- _WHAT YOU HAVE TO DO_: Reproduce exactly the line with "arrays. Query: sky" and the lines after it. Stop at the last line of the data and include nothing else.

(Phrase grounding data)
....

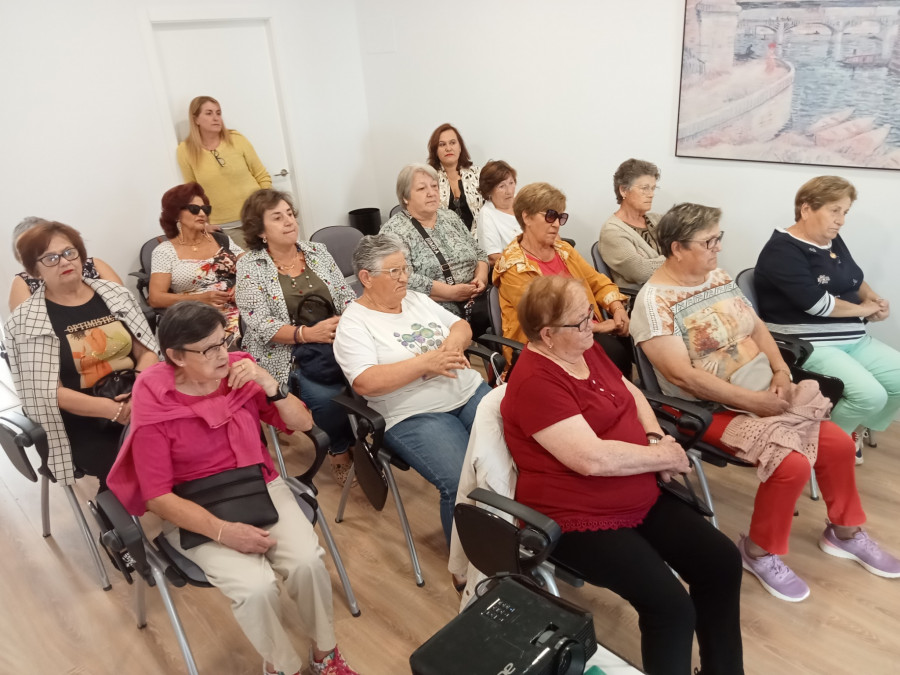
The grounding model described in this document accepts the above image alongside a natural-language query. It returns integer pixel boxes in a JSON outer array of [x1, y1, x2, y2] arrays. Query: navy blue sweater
[[754, 229, 866, 345]]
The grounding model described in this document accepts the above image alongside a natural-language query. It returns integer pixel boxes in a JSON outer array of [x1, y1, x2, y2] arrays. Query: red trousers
[[704, 413, 866, 555]]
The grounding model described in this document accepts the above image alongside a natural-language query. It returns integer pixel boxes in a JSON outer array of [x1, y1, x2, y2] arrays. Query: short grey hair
[[13, 217, 49, 262], [352, 233, 409, 277], [613, 159, 660, 205], [396, 163, 439, 207], [656, 203, 722, 258]]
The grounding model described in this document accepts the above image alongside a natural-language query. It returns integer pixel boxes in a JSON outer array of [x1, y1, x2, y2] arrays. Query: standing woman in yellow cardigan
[[176, 96, 271, 249]]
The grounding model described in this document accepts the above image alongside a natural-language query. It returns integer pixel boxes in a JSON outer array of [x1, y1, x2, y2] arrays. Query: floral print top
[[151, 238, 244, 335], [381, 208, 487, 316]]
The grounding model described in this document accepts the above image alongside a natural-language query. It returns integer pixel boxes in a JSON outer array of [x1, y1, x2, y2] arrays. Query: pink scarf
[[107, 352, 270, 515]]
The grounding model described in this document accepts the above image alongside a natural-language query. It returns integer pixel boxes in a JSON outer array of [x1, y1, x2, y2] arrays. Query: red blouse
[[501, 342, 660, 532]]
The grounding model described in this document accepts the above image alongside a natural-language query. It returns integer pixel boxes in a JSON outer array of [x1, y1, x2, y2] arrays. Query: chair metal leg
[[63, 485, 111, 591], [135, 577, 147, 629], [535, 564, 560, 597], [688, 451, 718, 530], [381, 458, 424, 586], [40, 474, 51, 537], [335, 464, 355, 523], [808, 469, 820, 501], [316, 506, 361, 617], [268, 424, 289, 478], [147, 550, 199, 675]]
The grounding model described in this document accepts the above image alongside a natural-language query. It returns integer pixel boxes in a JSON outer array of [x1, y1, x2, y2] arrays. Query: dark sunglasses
[[542, 209, 569, 226], [183, 204, 212, 216]]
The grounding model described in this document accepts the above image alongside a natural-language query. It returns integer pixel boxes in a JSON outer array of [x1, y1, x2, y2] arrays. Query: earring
[[261, 236, 267, 244]]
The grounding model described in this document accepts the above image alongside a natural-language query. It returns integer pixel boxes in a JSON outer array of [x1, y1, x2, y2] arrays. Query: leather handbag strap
[[409, 216, 457, 285]]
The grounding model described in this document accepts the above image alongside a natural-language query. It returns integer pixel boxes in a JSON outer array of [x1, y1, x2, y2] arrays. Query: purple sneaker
[[819, 524, 900, 578], [738, 534, 810, 602]]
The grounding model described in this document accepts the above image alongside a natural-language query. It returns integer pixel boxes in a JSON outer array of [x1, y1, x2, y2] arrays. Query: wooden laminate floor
[[1, 422, 899, 674]]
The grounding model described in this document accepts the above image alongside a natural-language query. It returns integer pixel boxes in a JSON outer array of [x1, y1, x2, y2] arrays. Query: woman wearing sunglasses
[[176, 95, 271, 249], [493, 182, 632, 376], [632, 203, 900, 603], [5, 221, 158, 493], [148, 182, 244, 336]]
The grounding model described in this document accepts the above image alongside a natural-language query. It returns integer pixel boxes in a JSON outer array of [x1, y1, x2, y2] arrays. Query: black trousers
[[551, 493, 744, 675]]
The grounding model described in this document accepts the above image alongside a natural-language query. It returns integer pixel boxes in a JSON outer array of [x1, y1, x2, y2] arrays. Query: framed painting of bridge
[[676, 0, 900, 171]]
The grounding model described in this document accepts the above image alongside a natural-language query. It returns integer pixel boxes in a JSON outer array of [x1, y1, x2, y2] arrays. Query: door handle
[[274, 169, 289, 177]]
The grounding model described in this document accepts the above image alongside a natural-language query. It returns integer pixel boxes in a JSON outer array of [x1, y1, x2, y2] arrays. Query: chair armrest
[[332, 392, 386, 434], [0, 411, 52, 481], [640, 390, 713, 450], [770, 332, 813, 367], [294, 425, 330, 491], [467, 487, 562, 542], [474, 334, 524, 354], [95, 490, 152, 581]]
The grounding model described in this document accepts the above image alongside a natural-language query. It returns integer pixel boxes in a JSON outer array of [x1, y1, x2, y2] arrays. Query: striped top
[[754, 229, 866, 346]]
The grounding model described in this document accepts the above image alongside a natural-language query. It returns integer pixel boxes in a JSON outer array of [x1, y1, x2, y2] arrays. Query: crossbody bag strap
[[409, 216, 457, 285]]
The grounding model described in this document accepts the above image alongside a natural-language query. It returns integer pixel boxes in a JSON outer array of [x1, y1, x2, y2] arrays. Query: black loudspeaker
[[410, 577, 595, 675]]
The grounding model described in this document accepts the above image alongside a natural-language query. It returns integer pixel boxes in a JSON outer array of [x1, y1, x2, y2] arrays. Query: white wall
[[355, 0, 900, 348], [0, 0, 377, 318]]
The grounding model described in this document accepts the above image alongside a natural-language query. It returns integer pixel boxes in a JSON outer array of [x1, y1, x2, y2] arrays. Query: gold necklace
[[178, 229, 209, 253]]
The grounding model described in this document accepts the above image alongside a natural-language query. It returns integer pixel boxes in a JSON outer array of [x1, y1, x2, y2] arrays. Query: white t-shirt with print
[[334, 290, 484, 429]]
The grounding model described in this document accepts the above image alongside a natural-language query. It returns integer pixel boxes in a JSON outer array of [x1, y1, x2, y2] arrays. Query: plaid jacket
[[4, 279, 159, 485], [235, 241, 356, 385]]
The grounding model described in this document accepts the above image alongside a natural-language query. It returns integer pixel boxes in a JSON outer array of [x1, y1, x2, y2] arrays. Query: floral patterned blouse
[[381, 208, 487, 316], [150, 238, 244, 335]]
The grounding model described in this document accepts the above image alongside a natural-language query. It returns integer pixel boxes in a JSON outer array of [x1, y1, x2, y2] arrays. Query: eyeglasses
[[38, 247, 80, 268], [183, 204, 212, 216], [630, 184, 658, 194], [212, 149, 225, 167], [541, 210, 569, 226], [682, 231, 725, 249], [180, 333, 236, 360], [373, 265, 410, 280], [552, 307, 595, 333]]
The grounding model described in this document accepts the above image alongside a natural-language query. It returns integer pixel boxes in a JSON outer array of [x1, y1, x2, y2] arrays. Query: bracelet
[[110, 401, 125, 423], [773, 367, 791, 377], [216, 522, 228, 543], [294, 326, 302, 344]]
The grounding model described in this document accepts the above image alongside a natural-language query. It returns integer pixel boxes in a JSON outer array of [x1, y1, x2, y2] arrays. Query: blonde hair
[[794, 176, 857, 221], [183, 96, 233, 163]]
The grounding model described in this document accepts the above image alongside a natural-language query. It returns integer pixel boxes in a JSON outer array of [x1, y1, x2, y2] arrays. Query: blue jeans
[[384, 381, 492, 547], [290, 370, 353, 455]]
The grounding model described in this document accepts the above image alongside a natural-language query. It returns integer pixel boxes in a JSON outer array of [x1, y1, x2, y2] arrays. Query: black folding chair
[[90, 425, 360, 675], [0, 411, 112, 590]]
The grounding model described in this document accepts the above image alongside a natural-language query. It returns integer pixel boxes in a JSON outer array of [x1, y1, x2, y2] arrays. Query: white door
[[151, 19, 297, 209]]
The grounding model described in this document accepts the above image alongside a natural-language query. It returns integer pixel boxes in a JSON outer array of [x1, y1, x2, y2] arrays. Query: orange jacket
[[492, 237, 626, 361]]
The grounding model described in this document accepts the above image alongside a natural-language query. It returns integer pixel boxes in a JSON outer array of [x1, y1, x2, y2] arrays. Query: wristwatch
[[266, 382, 290, 403], [646, 432, 663, 445]]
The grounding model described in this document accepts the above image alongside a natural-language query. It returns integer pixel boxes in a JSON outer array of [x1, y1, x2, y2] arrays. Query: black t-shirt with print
[[45, 292, 135, 482]]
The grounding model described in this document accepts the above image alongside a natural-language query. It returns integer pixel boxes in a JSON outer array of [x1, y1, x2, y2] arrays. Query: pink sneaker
[[738, 535, 810, 602], [820, 524, 900, 578], [308, 646, 360, 675]]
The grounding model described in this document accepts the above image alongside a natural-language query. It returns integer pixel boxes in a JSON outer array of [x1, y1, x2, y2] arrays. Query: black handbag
[[292, 294, 344, 385], [172, 464, 279, 549], [92, 369, 137, 400]]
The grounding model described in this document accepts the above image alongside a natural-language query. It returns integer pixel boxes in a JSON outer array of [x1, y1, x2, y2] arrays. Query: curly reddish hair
[[159, 182, 210, 238]]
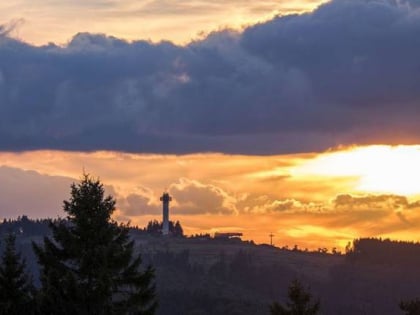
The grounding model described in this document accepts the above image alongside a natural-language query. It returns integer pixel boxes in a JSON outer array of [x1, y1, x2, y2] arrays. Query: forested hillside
[[1, 217, 420, 315]]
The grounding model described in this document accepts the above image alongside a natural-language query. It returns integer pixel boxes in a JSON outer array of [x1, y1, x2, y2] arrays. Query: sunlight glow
[[1, 145, 420, 250], [294, 145, 420, 196]]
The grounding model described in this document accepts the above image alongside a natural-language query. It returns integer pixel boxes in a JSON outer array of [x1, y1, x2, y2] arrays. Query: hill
[[1, 217, 420, 314]]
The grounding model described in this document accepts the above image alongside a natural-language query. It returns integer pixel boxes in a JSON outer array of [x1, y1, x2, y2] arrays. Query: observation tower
[[160, 192, 172, 236]]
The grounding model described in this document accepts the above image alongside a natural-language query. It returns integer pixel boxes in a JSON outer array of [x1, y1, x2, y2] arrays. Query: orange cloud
[[1, 145, 420, 250], [169, 178, 237, 215]]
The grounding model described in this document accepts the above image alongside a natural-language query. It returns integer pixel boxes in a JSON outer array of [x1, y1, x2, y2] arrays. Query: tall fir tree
[[270, 279, 320, 315], [0, 233, 35, 315], [33, 174, 157, 315]]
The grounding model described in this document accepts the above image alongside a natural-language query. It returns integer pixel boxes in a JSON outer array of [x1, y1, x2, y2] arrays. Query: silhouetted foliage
[[346, 238, 420, 266], [270, 279, 320, 315], [146, 220, 161, 236], [0, 216, 51, 237], [33, 174, 157, 314], [188, 233, 211, 240], [0, 216, 149, 239], [0, 233, 35, 315], [146, 220, 184, 237], [173, 221, 183, 237], [400, 298, 420, 315]]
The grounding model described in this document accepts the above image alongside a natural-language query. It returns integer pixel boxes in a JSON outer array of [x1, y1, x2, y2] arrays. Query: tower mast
[[160, 192, 172, 236]]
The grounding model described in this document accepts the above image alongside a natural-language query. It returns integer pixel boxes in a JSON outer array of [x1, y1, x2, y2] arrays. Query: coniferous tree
[[400, 298, 420, 315], [0, 233, 35, 315], [270, 279, 320, 315], [33, 174, 157, 315], [173, 221, 184, 237], [145, 220, 184, 237]]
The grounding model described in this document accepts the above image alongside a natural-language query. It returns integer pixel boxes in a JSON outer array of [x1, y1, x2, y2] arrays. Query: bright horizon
[[1, 144, 420, 251]]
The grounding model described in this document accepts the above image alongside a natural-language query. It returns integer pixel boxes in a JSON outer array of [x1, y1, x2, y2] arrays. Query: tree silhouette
[[145, 220, 184, 237], [0, 233, 35, 315], [33, 174, 157, 315], [400, 298, 420, 315], [173, 221, 184, 237], [270, 279, 320, 315]]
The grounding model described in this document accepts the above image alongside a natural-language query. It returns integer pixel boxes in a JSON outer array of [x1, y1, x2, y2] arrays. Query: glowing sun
[[294, 145, 420, 196]]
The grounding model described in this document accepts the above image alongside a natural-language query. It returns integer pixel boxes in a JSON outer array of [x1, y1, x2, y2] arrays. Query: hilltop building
[[214, 232, 243, 240]]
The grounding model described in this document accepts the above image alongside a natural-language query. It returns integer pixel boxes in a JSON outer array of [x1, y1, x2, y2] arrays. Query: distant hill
[[1, 216, 420, 315]]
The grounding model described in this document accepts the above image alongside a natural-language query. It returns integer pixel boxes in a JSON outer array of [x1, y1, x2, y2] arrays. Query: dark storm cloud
[[1, 0, 420, 154]]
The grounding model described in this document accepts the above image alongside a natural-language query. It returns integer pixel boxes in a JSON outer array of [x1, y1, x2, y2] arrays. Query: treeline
[[346, 237, 420, 266], [145, 220, 184, 237], [0, 216, 52, 237], [1, 216, 184, 238]]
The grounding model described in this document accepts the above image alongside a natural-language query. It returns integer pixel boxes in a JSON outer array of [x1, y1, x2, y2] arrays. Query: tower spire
[[160, 192, 172, 236]]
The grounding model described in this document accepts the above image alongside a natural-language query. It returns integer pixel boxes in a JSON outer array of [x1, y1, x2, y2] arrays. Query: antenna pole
[[269, 233, 274, 246]]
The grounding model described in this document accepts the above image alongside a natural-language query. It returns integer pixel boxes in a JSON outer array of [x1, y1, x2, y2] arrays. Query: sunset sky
[[1, 0, 420, 250]]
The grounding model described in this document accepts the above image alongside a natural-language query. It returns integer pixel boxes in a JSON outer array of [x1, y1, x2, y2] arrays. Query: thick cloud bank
[[1, 0, 420, 154]]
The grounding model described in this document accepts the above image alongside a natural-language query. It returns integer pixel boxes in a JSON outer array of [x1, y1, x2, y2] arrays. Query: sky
[[1, 0, 420, 250], [0, 0, 327, 46]]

....

- _SOLUTION BELOW_:
The grounding model described in this document accepts the above image alongside a natural-language query. It returns integer pixel boxes in a JSON outer array of [x1, y1, x2, y2] arrays. Query: sky
[[1, 0, 420, 250], [0, 0, 327, 46]]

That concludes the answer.